Kevin Orland and Rachel Adams-Heard

(Bloomberg) -- TC Energy Corp.’s long-delayed Keystone XL oil pipeline cleared a significant legal hurdle as the Nebraska Supreme Court ruled that regulators’ approval of the conduit’s route through the state was valid.

The court found there was sufficient evidence to support the Nebraska Public Service Commission’s decision that an alternative route for the pipeline was in the public interest, according to a ruling released on Friday.

The ruling removes a key roadblock to construction of the $8 billion pipeline, which has been on the drawing board for a decade. But challenges remain: The project is still tied up in a legal battle in Montana over its Army Corps of Engineers permits, and TC Energy said it has missed the window for starting major construction this year. The company has yet to officially declare it will build the pipeline.

“The Supreme Court decision is another important step as we advance towards building this vital energy infrastructure project,” TC Energy Chief Executive Officer Russ Girling said in a statement.

Keystone XL also faces added scrutiny amid the U.S. presidential election. Democrat Elizabeth Warren has said permits for the pipeline and the similarly controversial Dakota Access project should be revoked. It wouldn’t be the first time the project has been the target of a new U.S. president. President Donald Trump issued a memo on his fourth day in office inviting TC Energy to reapply for a presidential permit that had been rejected by President Barack Obama on environmental grounds.

“With so much scrutiny on the project coming from the left, we believe TC Energy must wait to sanction the pipeline until it knows whether or not President Trump can hold onto the White House,” said Katie Bays, an energy analyst and co-founder of Washington-based Sandhill Strategy LLC. “We don’t expect any near-term action given the enormous binary risk posed by the election outcome.”

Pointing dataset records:
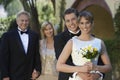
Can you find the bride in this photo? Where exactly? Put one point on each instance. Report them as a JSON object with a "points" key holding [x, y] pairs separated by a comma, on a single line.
{"points": [[76, 47]]}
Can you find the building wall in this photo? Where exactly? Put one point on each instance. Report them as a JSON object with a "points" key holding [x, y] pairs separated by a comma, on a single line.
{"points": [[104, 27]]}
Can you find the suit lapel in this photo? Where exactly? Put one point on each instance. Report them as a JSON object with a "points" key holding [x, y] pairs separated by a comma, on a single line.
{"points": [[19, 41], [30, 41]]}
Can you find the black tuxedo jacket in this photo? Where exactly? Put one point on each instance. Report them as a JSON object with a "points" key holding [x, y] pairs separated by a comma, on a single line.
{"points": [[15, 63], [59, 42]]}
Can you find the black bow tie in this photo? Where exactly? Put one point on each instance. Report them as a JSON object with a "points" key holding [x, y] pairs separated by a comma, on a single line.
{"points": [[22, 32]]}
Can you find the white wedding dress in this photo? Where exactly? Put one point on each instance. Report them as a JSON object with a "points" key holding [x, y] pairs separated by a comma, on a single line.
{"points": [[78, 58]]}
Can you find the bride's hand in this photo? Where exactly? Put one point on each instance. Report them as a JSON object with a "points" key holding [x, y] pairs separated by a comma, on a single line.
{"points": [[90, 65], [85, 68]]}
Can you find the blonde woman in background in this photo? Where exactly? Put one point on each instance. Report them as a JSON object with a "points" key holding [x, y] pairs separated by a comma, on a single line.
{"points": [[47, 53]]}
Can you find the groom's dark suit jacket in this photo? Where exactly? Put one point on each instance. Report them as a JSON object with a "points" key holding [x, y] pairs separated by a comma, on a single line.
{"points": [[15, 63], [59, 42]]}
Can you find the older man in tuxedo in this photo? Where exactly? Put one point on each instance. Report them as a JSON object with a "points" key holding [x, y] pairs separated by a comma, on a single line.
{"points": [[20, 51]]}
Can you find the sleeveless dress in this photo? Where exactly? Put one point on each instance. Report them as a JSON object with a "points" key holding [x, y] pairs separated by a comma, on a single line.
{"points": [[78, 58], [48, 62]]}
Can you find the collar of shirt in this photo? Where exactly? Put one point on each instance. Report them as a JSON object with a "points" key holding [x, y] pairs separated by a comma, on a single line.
{"points": [[74, 32], [21, 31]]}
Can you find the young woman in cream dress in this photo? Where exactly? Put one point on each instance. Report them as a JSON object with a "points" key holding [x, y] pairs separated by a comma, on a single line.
{"points": [[47, 53]]}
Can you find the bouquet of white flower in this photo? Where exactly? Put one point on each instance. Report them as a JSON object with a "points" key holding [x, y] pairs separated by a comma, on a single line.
{"points": [[89, 52]]}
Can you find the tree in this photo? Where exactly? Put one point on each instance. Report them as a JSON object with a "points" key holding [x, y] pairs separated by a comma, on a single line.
{"points": [[30, 6], [117, 23]]}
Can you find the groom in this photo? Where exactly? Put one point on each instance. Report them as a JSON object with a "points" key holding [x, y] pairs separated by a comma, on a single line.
{"points": [[71, 22], [20, 51]]}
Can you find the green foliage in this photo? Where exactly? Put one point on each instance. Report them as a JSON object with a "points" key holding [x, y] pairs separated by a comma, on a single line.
{"points": [[117, 23], [113, 48], [14, 7], [4, 24]]}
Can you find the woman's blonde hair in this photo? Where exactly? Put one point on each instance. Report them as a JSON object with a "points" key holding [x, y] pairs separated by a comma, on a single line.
{"points": [[43, 26]]}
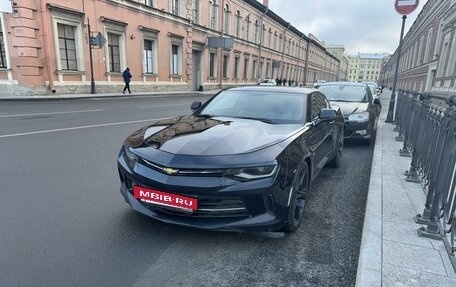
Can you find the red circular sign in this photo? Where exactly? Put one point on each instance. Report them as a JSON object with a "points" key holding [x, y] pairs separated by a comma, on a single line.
{"points": [[405, 7]]}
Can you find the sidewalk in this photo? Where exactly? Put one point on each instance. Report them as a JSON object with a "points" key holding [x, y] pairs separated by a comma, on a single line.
{"points": [[106, 95], [392, 253]]}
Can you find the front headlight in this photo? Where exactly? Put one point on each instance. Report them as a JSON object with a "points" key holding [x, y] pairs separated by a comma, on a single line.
{"points": [[361, 117], [250, 173], [130, 158]]}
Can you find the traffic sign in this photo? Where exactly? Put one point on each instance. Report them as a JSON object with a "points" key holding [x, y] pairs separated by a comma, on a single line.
{"points": [[405, 7]]}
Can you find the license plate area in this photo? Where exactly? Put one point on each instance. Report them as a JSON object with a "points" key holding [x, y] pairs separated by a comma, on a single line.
{"points": [[163, 198]]}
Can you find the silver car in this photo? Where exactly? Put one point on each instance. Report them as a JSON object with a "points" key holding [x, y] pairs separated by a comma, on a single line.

Goals:
A. Answer these questions using the Keystone XL article:
(i) Which court ruled that regulators' approval of the pipeline's route through Nebraska was valid?
(ii) In which state is the project tied up in a legal battle over its Army Corps of Engineers permits?
(iii) On which day in office did President Donald Trump issue his memo inviting TC Energy to reapply for a presidential permit?
B. Continue the Keystone XL article from its final sentence.
The records stand apart from the Keystone XL article and are unrelated to it.

The replies:
A.
(i) The Nebraska Supreme Court
(ii) Montana
(iii) His fourth day in office

B.
The 1,200-mile (1,900-kilometer) pipeline would help carry 830,000 more barrels of crude a day from Alberta’s oil sands to U.S. Gulf Coast refineries, providing relief from the pipeline shortage that has hampered Canada’s oil industry. The project has been a top target of environmentalists, who argue that the pipeline would contribute to catastrophic climate change by allowing more production from the oil sands.

The win “was expected, but it’s still good news for the project in an age where wins aren’t as commonplace as they used to,” said Brandon Barnes, an analyst at Bloomberg Intelligence.

Next up are oral arguments on Sept. 12 for an appeal by the Rosebud Sioux tribe, which argues that the most recent presidential permit didn’t relieve the U.S. State Department from certain obligations, according to ClearView Energy Partners. That comes about a month before a hearing in a separate case by the Indigenous Environmental Network in a federal court in Montana.

TC Energy was the second-best performer of the day in the S&P/TSX Composite Energy index of 40 companies. The stock fell 0.2% to C$64.65 at 3:20 p.m. in Toronto, compared with a 1.9% decline for the broader index.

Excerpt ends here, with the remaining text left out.